Given instruction:
Could you rescale the items below, from the line containing "For the dataset, pick out the distant" through the end, by repeating every line, requests included, with each x and y coordinate in the answers multiplied by 1.8 and rounded to a whole number, halves rounding up? Leave the numbers in the requests and their format samples as they are.

Dataset:
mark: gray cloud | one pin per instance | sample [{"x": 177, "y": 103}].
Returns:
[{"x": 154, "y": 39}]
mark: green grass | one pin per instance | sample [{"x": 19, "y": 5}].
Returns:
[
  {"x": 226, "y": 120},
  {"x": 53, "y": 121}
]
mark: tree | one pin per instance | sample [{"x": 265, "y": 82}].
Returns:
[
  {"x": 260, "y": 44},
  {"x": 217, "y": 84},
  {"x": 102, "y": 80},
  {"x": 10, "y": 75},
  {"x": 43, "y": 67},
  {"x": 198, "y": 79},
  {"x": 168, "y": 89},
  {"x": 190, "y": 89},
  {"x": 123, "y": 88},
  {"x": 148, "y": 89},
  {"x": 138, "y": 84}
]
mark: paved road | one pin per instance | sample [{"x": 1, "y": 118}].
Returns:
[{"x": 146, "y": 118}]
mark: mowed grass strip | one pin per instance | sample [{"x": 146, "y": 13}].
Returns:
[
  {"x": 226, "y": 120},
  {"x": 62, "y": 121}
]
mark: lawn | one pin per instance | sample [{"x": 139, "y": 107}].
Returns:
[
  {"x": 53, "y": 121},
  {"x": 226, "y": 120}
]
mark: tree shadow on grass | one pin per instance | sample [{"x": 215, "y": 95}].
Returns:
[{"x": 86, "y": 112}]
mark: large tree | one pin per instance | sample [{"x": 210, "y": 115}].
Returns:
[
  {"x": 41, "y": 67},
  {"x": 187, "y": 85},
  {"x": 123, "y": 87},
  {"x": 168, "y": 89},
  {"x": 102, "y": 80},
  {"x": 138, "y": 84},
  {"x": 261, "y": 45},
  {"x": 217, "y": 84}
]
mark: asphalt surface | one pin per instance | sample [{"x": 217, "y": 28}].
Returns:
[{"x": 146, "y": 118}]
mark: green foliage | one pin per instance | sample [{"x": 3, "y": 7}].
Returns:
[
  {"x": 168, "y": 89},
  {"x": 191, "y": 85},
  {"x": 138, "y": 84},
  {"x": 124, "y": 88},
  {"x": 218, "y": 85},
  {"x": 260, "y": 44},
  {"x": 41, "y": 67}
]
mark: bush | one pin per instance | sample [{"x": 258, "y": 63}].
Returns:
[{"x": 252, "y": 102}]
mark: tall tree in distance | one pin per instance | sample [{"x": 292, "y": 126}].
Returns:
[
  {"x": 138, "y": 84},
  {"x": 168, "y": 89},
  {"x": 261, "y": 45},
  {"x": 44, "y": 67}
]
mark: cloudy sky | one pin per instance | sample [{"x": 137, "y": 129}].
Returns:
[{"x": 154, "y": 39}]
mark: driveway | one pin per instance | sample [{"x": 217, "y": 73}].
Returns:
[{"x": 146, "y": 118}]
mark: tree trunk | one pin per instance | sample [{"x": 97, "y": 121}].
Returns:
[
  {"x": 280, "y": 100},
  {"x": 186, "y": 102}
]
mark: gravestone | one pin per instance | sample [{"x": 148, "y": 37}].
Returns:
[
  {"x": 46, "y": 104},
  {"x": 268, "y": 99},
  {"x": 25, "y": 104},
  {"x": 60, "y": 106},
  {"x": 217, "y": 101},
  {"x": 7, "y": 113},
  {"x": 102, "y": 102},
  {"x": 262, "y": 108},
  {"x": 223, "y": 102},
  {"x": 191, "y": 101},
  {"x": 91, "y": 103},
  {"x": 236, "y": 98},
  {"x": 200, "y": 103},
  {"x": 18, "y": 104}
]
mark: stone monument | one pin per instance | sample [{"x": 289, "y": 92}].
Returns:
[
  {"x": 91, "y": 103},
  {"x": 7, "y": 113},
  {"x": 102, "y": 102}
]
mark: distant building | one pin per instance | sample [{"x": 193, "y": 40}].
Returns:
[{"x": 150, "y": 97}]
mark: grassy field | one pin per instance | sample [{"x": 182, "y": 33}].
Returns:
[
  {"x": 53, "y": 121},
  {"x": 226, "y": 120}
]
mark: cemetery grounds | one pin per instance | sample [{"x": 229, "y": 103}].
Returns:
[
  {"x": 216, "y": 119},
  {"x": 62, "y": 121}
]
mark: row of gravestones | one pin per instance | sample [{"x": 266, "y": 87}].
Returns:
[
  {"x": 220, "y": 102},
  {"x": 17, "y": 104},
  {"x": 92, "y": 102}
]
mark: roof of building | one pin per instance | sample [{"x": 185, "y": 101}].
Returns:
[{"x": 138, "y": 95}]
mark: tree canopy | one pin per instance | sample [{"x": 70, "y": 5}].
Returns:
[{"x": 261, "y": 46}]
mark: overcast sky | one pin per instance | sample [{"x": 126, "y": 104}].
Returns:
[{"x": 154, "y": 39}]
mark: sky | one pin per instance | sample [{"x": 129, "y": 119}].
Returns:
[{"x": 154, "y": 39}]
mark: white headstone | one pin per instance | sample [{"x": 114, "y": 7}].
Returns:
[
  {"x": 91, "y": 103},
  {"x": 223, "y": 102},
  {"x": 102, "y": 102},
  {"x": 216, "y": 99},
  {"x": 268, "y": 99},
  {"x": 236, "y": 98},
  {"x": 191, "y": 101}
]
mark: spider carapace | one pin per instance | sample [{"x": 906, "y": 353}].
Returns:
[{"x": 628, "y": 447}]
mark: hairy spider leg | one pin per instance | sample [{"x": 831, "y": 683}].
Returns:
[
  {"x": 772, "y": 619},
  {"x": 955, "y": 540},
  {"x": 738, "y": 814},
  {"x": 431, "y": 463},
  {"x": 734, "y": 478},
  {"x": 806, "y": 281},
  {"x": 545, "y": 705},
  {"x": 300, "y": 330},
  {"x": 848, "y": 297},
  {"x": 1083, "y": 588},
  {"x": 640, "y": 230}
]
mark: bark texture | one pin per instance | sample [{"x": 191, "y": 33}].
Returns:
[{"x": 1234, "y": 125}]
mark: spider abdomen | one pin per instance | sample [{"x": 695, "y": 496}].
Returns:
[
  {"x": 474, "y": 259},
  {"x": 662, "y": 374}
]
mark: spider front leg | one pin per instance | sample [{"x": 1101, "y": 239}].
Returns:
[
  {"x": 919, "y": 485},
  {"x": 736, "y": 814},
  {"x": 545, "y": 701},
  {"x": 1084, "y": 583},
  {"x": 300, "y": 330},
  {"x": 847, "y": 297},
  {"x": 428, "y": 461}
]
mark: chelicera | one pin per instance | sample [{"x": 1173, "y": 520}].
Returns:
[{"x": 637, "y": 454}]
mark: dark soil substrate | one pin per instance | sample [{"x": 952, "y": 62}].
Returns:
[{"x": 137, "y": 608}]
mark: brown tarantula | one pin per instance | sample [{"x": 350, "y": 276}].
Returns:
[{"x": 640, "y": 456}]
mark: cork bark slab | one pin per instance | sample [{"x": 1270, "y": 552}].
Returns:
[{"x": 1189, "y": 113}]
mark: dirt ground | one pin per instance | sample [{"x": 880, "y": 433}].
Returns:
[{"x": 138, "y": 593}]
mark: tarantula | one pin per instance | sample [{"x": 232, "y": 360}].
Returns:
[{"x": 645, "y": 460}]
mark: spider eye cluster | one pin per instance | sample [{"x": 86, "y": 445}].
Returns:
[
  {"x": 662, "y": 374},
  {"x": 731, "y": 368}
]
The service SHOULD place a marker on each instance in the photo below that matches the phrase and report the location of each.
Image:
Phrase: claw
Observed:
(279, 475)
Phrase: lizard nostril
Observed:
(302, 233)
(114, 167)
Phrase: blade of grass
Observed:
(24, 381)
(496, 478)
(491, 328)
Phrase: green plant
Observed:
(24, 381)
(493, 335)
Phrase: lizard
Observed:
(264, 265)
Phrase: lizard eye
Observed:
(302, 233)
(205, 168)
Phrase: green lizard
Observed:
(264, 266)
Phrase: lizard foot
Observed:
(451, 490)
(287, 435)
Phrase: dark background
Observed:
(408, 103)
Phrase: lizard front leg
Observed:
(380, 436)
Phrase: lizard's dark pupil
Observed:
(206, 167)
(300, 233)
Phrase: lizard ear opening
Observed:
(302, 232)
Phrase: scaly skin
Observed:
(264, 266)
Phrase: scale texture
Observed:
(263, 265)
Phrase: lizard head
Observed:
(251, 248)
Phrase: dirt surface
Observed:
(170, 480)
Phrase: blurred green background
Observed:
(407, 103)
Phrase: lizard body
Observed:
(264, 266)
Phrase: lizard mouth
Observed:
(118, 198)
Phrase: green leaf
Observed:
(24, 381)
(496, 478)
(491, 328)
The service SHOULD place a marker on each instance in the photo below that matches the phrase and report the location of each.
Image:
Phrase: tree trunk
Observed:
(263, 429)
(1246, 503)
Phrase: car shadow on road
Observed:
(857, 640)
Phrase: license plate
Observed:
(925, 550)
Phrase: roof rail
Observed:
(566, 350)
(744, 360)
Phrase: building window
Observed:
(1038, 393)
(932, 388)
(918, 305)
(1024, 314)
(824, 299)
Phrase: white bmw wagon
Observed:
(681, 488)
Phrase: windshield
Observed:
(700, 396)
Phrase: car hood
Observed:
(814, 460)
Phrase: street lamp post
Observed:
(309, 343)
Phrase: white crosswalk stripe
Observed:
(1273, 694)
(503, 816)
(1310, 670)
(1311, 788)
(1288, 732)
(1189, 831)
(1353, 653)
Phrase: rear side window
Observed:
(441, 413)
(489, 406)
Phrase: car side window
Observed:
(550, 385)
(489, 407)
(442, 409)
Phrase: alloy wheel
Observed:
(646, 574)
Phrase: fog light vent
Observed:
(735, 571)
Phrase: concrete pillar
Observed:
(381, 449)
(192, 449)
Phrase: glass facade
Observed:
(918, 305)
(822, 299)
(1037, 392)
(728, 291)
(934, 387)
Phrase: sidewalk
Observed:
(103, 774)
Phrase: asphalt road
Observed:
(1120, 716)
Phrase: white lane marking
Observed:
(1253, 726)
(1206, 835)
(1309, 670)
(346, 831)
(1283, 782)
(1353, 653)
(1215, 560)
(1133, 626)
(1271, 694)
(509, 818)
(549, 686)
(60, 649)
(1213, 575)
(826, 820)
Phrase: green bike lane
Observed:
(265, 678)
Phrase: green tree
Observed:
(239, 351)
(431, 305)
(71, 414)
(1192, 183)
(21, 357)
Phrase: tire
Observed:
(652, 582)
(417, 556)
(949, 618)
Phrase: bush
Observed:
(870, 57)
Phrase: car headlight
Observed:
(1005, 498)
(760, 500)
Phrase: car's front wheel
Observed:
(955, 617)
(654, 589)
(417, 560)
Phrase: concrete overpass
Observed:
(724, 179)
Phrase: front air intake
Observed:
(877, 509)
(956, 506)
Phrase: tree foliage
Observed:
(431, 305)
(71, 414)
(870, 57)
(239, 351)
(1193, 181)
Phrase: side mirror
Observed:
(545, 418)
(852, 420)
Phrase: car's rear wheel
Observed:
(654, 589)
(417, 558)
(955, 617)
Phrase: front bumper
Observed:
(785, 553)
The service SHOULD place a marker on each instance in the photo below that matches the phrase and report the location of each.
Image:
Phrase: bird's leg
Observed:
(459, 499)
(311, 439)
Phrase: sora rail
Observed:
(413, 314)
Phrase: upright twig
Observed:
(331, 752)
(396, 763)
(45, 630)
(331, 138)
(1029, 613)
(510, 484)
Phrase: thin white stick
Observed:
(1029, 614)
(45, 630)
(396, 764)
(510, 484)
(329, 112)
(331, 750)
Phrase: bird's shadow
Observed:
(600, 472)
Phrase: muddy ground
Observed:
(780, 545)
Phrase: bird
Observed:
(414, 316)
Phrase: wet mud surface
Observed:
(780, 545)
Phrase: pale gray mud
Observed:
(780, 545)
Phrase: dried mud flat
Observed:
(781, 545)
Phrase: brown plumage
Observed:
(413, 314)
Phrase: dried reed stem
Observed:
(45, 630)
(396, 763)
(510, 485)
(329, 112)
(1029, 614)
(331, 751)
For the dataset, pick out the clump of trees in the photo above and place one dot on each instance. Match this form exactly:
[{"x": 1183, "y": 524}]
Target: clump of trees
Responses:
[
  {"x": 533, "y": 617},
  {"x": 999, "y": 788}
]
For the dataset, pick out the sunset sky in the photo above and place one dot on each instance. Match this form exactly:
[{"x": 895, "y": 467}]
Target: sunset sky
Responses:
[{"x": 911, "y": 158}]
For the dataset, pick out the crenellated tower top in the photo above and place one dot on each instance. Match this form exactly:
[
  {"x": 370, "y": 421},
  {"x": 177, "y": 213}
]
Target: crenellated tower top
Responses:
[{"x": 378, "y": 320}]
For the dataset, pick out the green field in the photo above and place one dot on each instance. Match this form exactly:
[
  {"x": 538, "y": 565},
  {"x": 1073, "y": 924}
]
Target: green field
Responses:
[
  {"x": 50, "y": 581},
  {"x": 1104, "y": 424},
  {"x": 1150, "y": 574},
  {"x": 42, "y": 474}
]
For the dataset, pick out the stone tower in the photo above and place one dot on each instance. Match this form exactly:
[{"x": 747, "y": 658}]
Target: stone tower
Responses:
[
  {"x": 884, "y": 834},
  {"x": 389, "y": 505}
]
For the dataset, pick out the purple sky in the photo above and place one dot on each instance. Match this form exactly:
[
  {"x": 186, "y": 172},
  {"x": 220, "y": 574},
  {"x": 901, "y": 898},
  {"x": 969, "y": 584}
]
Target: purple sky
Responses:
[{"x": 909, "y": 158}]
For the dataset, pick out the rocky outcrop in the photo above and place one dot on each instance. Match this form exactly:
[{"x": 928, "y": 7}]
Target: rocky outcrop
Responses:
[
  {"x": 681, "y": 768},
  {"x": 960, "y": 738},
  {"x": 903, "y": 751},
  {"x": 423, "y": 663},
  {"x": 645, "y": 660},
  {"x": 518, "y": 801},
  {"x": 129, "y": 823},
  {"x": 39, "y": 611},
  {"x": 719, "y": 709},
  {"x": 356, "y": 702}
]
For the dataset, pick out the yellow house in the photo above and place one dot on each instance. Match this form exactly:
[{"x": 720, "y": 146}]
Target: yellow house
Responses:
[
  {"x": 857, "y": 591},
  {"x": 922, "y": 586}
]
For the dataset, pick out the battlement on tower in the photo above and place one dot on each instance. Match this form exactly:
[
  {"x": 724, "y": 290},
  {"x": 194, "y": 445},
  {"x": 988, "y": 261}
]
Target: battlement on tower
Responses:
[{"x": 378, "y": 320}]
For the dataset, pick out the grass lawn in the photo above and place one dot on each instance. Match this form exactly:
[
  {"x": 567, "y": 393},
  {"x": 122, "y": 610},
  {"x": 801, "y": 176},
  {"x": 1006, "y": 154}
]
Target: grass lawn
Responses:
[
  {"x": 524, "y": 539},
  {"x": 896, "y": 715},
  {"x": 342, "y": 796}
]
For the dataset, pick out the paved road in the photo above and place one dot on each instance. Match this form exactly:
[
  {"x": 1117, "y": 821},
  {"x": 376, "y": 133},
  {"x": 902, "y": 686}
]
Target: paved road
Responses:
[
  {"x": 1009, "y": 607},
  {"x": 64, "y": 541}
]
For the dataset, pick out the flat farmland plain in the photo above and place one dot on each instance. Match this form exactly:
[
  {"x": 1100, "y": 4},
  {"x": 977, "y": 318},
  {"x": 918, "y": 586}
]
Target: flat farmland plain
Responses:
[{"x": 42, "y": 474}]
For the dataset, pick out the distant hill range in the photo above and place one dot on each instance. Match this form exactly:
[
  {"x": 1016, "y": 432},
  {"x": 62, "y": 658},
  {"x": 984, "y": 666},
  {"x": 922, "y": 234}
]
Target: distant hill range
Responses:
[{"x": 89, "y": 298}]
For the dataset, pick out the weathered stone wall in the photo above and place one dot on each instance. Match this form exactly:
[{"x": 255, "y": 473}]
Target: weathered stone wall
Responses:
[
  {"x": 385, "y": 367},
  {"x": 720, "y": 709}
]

Right answer:
For the dataset, pick out the distant hill range in the photo above and place one dot on each instance. Match this form exactly:
[
  {"x": 1016, "y": 432},
  {"x": 62, "y": 658},
  {"x": 984, "y": 666},
  {"x": 922, "y": 234}
]
Target: distant hill range
Responses:
[{"x": 160, "y": 536}]
For the dataset, pick out the weathered stone wall in the photo above and place one dot on each instance. Match this form exactly:
[{"x": 255, "y": 473}]
Target: weathered stone wall
Responses:
[
  {"x": 693, "y": 661},
  {"x": 1296, "y": 1276}
]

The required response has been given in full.